Supplied entries:

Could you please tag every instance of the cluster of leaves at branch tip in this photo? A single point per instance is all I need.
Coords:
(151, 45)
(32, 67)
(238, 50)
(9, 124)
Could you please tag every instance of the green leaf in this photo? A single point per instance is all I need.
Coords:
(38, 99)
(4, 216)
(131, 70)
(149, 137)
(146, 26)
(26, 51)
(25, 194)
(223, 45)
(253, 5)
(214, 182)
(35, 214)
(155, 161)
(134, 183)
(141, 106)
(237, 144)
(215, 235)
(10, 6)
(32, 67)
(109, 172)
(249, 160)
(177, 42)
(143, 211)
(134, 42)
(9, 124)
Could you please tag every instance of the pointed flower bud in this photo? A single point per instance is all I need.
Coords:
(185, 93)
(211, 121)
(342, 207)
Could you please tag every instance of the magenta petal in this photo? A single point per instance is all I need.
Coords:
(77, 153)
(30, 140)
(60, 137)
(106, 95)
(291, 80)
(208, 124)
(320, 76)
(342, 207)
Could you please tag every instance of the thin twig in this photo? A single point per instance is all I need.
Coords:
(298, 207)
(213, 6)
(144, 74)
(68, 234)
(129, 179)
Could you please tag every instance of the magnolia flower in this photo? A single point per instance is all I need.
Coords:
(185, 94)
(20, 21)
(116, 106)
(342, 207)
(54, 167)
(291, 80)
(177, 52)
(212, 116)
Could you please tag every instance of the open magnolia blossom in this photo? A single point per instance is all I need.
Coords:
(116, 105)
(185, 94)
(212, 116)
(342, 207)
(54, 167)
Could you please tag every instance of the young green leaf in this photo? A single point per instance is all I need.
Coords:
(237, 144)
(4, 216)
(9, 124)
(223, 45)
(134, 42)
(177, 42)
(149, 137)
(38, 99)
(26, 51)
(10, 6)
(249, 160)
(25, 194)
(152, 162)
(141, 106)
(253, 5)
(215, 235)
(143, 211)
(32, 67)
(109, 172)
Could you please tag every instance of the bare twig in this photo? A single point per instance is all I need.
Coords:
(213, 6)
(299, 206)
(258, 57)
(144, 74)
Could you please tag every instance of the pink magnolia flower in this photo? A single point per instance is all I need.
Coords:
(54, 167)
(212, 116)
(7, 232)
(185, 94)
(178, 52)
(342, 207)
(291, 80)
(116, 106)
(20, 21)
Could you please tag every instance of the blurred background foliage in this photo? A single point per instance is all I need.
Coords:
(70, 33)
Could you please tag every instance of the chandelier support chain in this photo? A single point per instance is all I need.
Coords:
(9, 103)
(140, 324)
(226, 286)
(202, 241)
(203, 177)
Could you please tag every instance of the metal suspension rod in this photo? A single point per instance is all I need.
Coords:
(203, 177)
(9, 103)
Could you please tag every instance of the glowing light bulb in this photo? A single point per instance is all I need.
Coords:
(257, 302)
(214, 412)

Your assignment:
Would you write out the data exactly as it reads?

Solution to this task:
Could you please tag every instance of the cluster of leaves at branch tip in this photo? A single point per instance is all I need.
Coords:
(151, 45)
(32, 67)
(238, 50)
(9, 124)
Could you please tag every instance of the green leaf in this photo? A single point per instance is all I need.
Coords:
(38, 99)
(4, 216)
(131, 70)
(149, 137)
(146, 26)
(26, 51)
(25, 194)
(223, 45)
(253, 5)
(214, 182)
(35, 214)
(155, 161)
(134, 183)
(141, 106)
(237, 144)
(215, 235)
(10, 6)
(32, 67)
(109, 172)
(249, 160)
(177, 42)
(143, 211)
(134, 42)
(9, 124)
Could you please tag every instance of the pointed flower bud in this photo? A single point per instance is all I need.
Coords:
(185, 93)
(211, 121)
(342, 207)
Could you please tag every instance of the magenta petal in this photo? A single point per instance is all I need.
Coords:
(77, 153)
(30, 140)
(60, 137)
(106, 95)
(291, 80)
(208, 124)
(320, 76)
(342, 207)
Could you please tag every instance of the thin twig in this photo? A single point per instance is all I need.
Coords:
(298, 207)
(213, 6)
(144, 74)
(68, 234)
(129, 179)
Could you please tag every instance of the magnolia flower in this photo? A single point per instance is all I need.
Coords:
(185, 94)
(20, 21)
(116, 106)
(342, 207)
(54, 167)
(291, 80)
(177, 52)
(212, 116)
Could you please tag every instance of the open magnolia blossom in this photo? A single point per instance is all I need.
Coords:
(116, 105)
(185, 94)
(212, 116)
(342, 207)
(54, 167)
Could you please tag every instance of the young green leaf in this photo? A single point per instance is all I need.
Coords:
(237, 144)
(4, 216)
(9, 124)
(223, 45)
(134, 42)
(177, 42)
(149, 137)
(38, 99)
(26, 51)
(10, 6)
(249, 160)
(25, 194)
(152, 162)
(141, 106)
(253, 5)
(215, 235)
(143, 211)
(32, 67)
(109, 172)
Could you please tag every instance of the bare twig in this photo? A single point per instance is all I need.
Coords:
(213, 6)
(299, 206)
(258, 57)
(144, 74)
Could you please tag every instance of the pink magnolia flower in this photo? A single point per instance is all I need.
Coords:
(54, 167)
(212, 116)
(7, 232)
(185, 94)
(178, 52)
(342, 207)
(291, 80)
(116, 106)
(20, 21)
Could you please tag every instance of the blurred background foliage in this photo? A single point per instance is all I need.
Coords:
(70, 33)
Could you please tag every instance of the chandelier support chain in this photo? A single point per instance is all I need.
Coords:
(9, 103)
(140, 324)
(226, 286)
(202, 241)
(203, 177)
Could you please tag every instance of the metal suspension rod in this photo? A single point per instance is all I need.
Coords:
(203, 177)
(9, 103)
Could you please tag every instance of the glowing light bulb in this photo? A single point per instance is all I need.
Coords:
(257, 302)
(214, 412)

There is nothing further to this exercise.